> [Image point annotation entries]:
## Start
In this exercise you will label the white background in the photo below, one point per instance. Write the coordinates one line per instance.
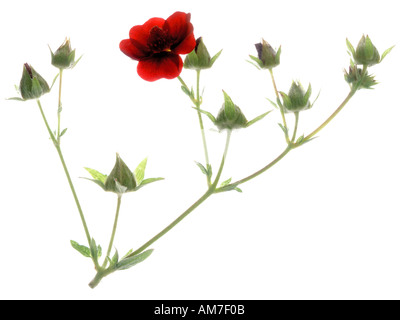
(322, 224)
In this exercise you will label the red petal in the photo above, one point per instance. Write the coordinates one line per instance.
(132, 51)
(140, 34)
(165, 65)
(180, 30)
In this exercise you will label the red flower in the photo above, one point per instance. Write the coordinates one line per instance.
(157, 45)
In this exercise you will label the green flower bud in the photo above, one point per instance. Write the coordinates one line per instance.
(32, 85)
(354, 78)
(267, 57)
(199, 58)
(64, 57)
(366, 53)
(230, 116)
(297, 99)
(121, 179)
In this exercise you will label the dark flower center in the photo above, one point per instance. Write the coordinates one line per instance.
(158, 40)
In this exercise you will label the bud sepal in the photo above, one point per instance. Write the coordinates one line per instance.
(32, 85)
(366, 53)
(267, 58)
(121, 179)
(297, 99)
(64, 57)
(230, 116)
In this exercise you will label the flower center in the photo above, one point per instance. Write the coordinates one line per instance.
(158, 40)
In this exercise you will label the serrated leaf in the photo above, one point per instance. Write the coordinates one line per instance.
(386, 52)
(248, 124)
(97, 175)
(129, 262)
(85, 251)
(139, 171)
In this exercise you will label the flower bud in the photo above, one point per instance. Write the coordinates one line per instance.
(297, 99)
(366, 53)
(32, 85)
(267, 57)
(64, 57)
(230, 116)
(121, 179)
(199, 58)
(354, 78)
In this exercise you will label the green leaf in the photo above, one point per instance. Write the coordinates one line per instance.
(99, 183)
(208, 114)
(16, 99)
(273, 103)
(63, 132)
(225, 183)
(202, 168)
(85, 251)
(94, 249)
(209, 170)
(230, 109)
(257, 119)
(114, 259)
(186, 91)
(97, 175)
(76, 62)
(139, 171)
(386, 52)
(147, 181)
(257, 60)
(128, 253)
(213, 59)
(129, 262)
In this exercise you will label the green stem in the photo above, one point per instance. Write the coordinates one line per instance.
(279, 103)
(268, 166)
(333, 115)
(197, 103)
(66, 172)
(59, 107)
(113, 231)
(205, 196)
(296, 123)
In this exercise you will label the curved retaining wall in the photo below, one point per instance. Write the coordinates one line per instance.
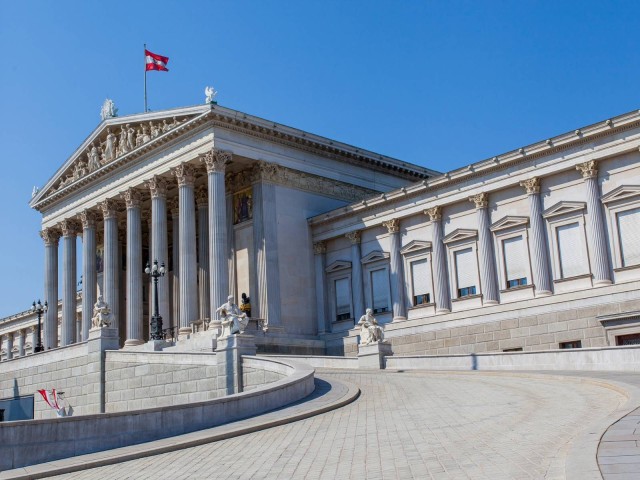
(35, 441)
## End
> [Work to complete]:
Print the complete listing exactly as it stands, without its pictures.

> [Result of the task]:
In this exercise you will label the white background in the photo below, one point per instance. Write the coordinates one line per instance.
(322, 224)
In this exercise you will label the red petal in the photo above, one point per instance. Write the coordinates one line per instance.
(132, 51)
(140, 34)
(165, 65)
(180, 30)
In this exercise you will label the red flower in the photo above, one point per instance. Write the coordinates one line per instance.
(157, 45)
In this exercise you will label the green flower bud in the photo above, one point per instance. Write the coordinates one line per instance.
(32, 85)
(354, 78)
(267, 57)
(199, 58)
(64, 57)
(366, 53)
(230, 116)
(297, 99)
(121, 179)
In this exercise you will label the dark flower center in the photo above, one point per instance. Write the coordinates one line per instance.
(158, 40)
In this exercise you will label the bud sepal in the photo above, one point per instance. Write the coordinates one line per instance.
(32, 85)
(366, 53)
(267, 58)
(121, 179)
(297, 99)
(64, 57)
(230, 116)
In this exercise you will label the flower center in the photo above, one point per instance. Write the coordinates one line per instance.
(158, 40)
In this exercise you will label the serrated leaf in the photo above, one point per instance. Write the coordinates one line per instance.
(386, 52)
(248, 124)
(97, 175)
(129, 262)
(85, 251)
(139, 171)
In this exercise you will label the flower bud in the photo above, one point per instance. Write the coordinates one line per instance.
(297, 99)
(366, 53)
(32, 85)
(267, 57)
(64, 57)
(230, 116)
(121, 179)
(199, 58)
(354, 78)
In this exercise you will label the green leaf in the photo above, one point per instance. Write the coordinates one line per instance.
(99, 183)
(208, 114)
(16, 99)
(273, 103)
(63, 132)
(225, 183)
(202, 168)
(85, 251)
(94, 249)
(209, 170)
(230, 109)
(257, 119)
(114, 259)
(186, 91)
(97, 175)
(76, 62)
(139, 171)
(386, 52)
(147, 181)
(257, 60)
(128, 253)
(213, 59)
(129, 262)
In this exercise you will label the green stem in the photo above, one point per instance. Write the coordinates one line per instance.
(279, 103)
(268, 166)
(333, 115)
(197, 103)
(66, 172)
(59, 107)
(113, 231)
(205, 196)
(296, 123)
In this exercise you will label the curved retaining wall in the photo below, one point per instance. Write the coordinates one line per instance.
(35, 441)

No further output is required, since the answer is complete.